== Document excerpt ==
▶
Creating automated testing of your code is important. You're going to be testing it while writing your code, so why not automise it so that you can easily run those test again? Doctests can work, but there's also `unittest`.

In [None]:
import unittest

# Define the function
def fun(x):
    return x + 1

# Define the tests
class MyTest(unittest.TestCase):
    def test(self):
        self.assertEqual(fun(3), 4)

# Run the unit test (the argv is just for jupyter notebooks)
if  __name__  == '__main__':
    unittest.main(argv=['first-arg-is-ignored'], exit=False)

### Debugging

Most people simply use `print()` statements to debug. But you can do better than that...

In [None]:
import time

def complicated_function():
    time.sleep(2)
    x, y, z = 1, '2', 3
    
    # Usually you might do this
    print(x)
    
    return y+3
    
complicated_function()

In [None]:
import time

def complicated_function():
    time.sleep(0.5)
    x, y, z = 1, '2', 3
    
    # But how about
    import IPython; IPython.embed()
    
    return y+3
    
complicated_function()

Let's try this again, but with a more complicated traceback

In [None]:
def upper_func(x):
    return x + 1 + 'error'

def middle_func(x):
    return upper_func(x) + 1

def lower_func(x):
    return middle_func(x) + 1

for i in range(1):
    answer = lower_func(i)
◀
== Exercise aim ==
Extend the Python debugging notebook, picking up right after its final line of code. The items come from a separate source and are unrelated to the Python debugging notebook.

== Raw data ==
▶
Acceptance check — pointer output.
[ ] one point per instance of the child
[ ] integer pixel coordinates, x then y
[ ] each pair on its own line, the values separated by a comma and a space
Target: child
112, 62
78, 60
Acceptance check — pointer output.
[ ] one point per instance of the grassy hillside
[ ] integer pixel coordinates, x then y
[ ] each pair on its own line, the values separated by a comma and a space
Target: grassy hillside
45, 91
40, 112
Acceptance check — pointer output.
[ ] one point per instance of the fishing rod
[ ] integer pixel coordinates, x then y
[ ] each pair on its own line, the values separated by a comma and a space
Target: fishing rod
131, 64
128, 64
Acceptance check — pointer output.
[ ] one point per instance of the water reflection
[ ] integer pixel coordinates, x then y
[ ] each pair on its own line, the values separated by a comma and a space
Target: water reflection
◀
== Task answer ==
print(answer)

Using ipdb (IPython DeBugging tool), you can navigate the trackback (up/down), print variables (print) and continue with code execution (continue)

In [None]:
def upper_func(x):
    return x + 1 + 'error'

def middle_func(x):
    import pdb; pdb.set_trace()
    return upper_func(x) + 1

def lower_func(x):
    return middle_func(x) + 1

for i in range(10):
    answer = lower_func(i)

### Profiling

The simplest is using the `time` or `timeit` library. In a jupyter notebook it can be invoked using

In [None]:
%%time

def upper_func(x):
    return x + 1

def middle_func(x):
    [upper_func(i) for i in range(10000)]
    return upper_func(x) + 1

def lower_func(x):
    time.sleep(1)
    return middle_func(x) + 1

lower_func(5)

In [None]:
%%timeit

def upper_func(x):
    return x + 1

def middle_func(x):
    [upper_func(i) for i in range(10000)]
    return upper_func(x) + 1

def lower_func(x):
    time.sleep(1)
    return middle_func(x) + 1

lower_func(5)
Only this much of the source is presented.